Stored data entries
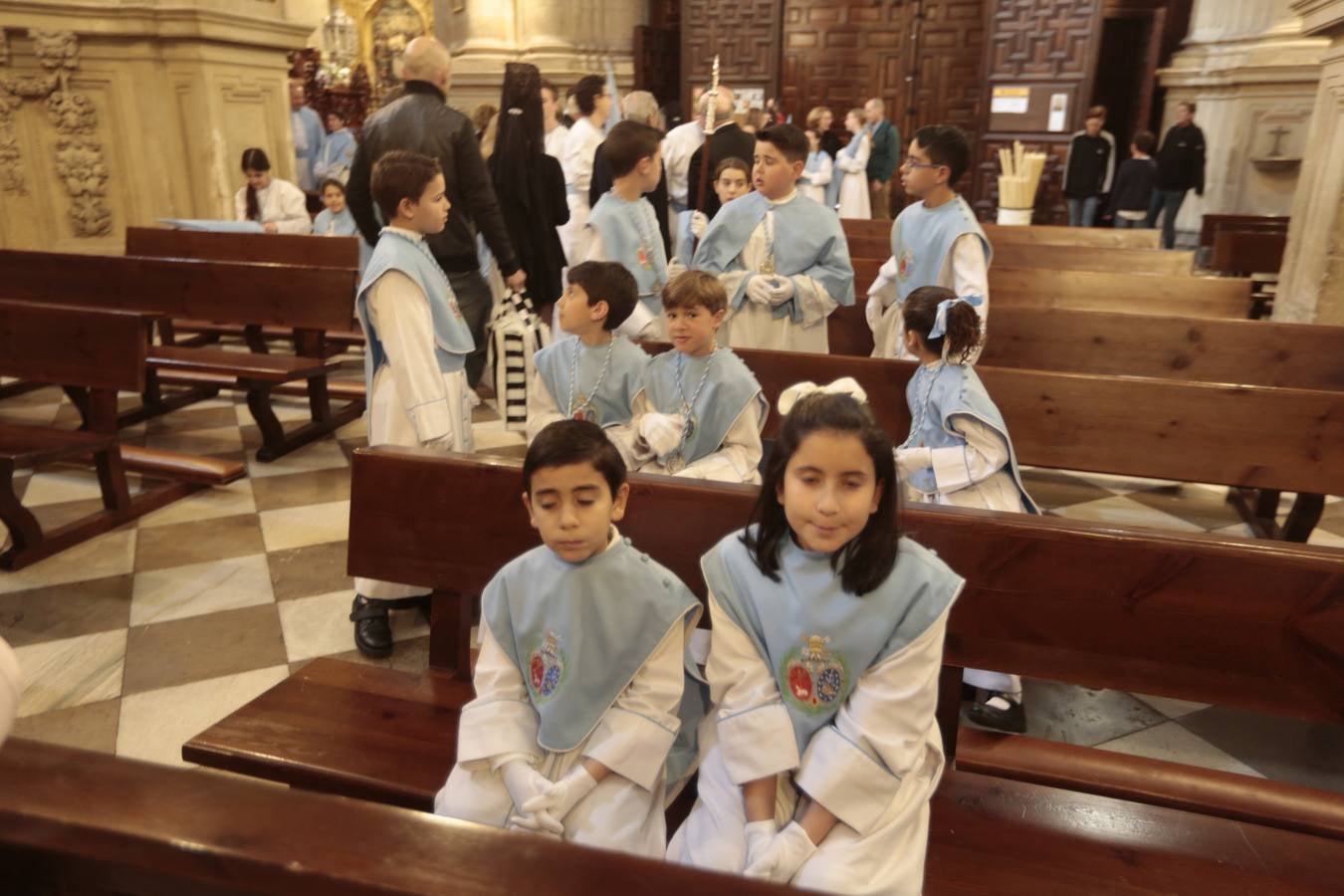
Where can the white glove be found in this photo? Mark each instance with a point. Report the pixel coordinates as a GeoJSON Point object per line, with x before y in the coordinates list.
{"type": "Point", "coordinates": [760, 833]}
{"type": "Point", "coordinates": [913, 460]}
{"type": "Point", "coordinates": [563, 795]}
{"type": "Point", "coordinates": [783, 858]}
{"type": "Point", "coordinates": [661, 431]}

__What you have to do__.
Text only, pictures out: give every record again as written.

__Response for this exercise__.
Where can the white glove be found in this photo? Mark each instance with a point. Report the pixel coordinates as a GeoJSON Point object per line, with x before y in the coordinates list.
{"type": "Point", "coordinates": [760, 833]}
{"type": "Point", "coordinates": [913, 460]}
{"type": "Point", "coordinates": [563, 795]}
{"type": "Point", "coordinates": [783, 858]}
{"type": "Point", "coordinates": [661, 431]}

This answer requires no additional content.